Exercise text Block Start

(Reuters) – The lack of fully professional clubs in the Scottish Professional Football League (SPFL) has handcuffed the sport in the country, former Scotland manager Gordon Strachan said.
Almost half of Scotland’s 42 professional clubs utilise players on a part-time basis, according to the BBC, and Strachan, who is the technical director at Championship side Dundee, believes this is holding the sport back.
“If you want to be a professional club, show it,” Strachan, 63, told the BBC. “Have full-time employees, full-time players, an academy… Just don’t play at being a football team and expect us to look after you.
“When you talk about clubs coming into the league, what are they bringing in? Two hundred people per week to a game, is that really professional football?
“Don’t tell me you’re a professional club when you’re paying people part-time 80 quid a week and nobody turns up to your football matches.”
Strachan, who previously coached English Premier League side Southampton, bemoaned the poor quality of football in Scotland and said several SPFL clubs would struggle to stay afloat even in the lower tiers of English soccer.
“If you think giving a good product is watching two teams in the bottom half of the Scottish Premiership playing on a plastic pitch, you’re kidding yourself,” Strachan, who was capped 50 times by Scotland, added.
Clubs have struggled to weather the impact of the COVID-19 pandemic, which brought an early end to the Scottish season, and Strachan believes the shutdown should be used to bring about changes in the way the game is marketed.
“I just think we get over this period, see where we all are, how we all come out it… I’m sure if we do it properly, our product can be 100%t better than it is right now.”

Exercise text Block End

» What you need to do:
a: Answer these questions from the article on Scottish football:
(i) How many professional clubs does Scotland have?
(ii) At which club is Strachan the technical director?
(iii) How many times was Strachan capped by Scotland?
b: Duplicate the part of the article on Scottish football that opens with the words containing "(Reuters) – The" and closes with "really professional football?".
c: Translate this sentence from the article on Scottish football into Spanish: "The lack of fully professional clubs in the Scottish Professional Football League (SPFL) has handcuffed the sport in the country, former Scotland manager Gordon Strachan said."

Data Block Start

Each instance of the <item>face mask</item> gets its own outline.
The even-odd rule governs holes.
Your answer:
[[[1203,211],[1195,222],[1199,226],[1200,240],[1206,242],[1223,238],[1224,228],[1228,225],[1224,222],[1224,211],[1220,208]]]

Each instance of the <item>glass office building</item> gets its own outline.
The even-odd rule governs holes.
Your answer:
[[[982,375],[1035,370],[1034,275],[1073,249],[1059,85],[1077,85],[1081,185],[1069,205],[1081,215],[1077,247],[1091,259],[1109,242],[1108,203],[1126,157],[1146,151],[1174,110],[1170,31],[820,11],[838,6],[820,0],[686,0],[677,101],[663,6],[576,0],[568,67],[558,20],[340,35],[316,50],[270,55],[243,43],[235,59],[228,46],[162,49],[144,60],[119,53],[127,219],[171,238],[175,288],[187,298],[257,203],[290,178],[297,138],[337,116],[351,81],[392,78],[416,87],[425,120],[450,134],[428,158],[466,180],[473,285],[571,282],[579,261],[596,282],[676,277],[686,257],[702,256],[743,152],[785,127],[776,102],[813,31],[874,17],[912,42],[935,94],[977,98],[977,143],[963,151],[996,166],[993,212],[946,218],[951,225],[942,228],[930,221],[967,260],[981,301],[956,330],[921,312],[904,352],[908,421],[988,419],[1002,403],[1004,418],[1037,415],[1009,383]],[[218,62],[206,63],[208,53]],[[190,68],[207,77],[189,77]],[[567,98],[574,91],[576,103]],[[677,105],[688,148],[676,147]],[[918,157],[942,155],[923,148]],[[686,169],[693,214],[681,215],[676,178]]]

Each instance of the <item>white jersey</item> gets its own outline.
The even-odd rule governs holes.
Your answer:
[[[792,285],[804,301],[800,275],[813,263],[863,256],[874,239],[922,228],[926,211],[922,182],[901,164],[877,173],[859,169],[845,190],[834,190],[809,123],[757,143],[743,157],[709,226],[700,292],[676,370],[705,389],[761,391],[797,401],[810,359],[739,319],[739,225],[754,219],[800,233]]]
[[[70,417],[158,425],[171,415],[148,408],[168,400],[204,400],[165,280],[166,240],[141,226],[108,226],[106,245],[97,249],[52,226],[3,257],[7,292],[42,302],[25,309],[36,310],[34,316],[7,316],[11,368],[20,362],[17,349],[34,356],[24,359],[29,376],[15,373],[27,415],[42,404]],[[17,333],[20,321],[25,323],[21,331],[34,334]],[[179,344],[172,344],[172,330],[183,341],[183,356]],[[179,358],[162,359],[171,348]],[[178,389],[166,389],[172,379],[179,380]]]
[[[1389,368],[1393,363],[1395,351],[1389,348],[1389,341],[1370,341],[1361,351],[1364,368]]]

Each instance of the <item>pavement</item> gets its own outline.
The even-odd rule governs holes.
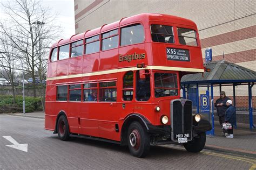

Data Block End

» Solutions for each task:
a:
(i) 42
(ii) Dundee
(iii) 50 times

b:
(Reuters) – The lack of fully professional clubs in the Scottish Professional Football League (SPFL) has handcuffed the sport in the country, former Scotland manager Gordon Strachan said.
Almost half of Scotland’s 42 professional clubs utilise players on a part-time basis, according to the BBC, and Strachan, who is the technical director at Championship side Dundee, believes this is holding the sport back.
“If you want to be a professional club, show it,” Strachan, 63, told the BBC. “Have full-time employees, full-time players, an academy… Just don’t play at being a football team and expect us to look after you.
“When you talk about clubs coming into the league, what are they bringing in? Two hundred people per week to a game, is that really professional football?

c: La falta de clubes totalmente profesionales en la Scottish Professional Football League (SPFL) ha maniatado a este deporte en el país, afirmó el exseleccionador de Escocia Gordon Strachan.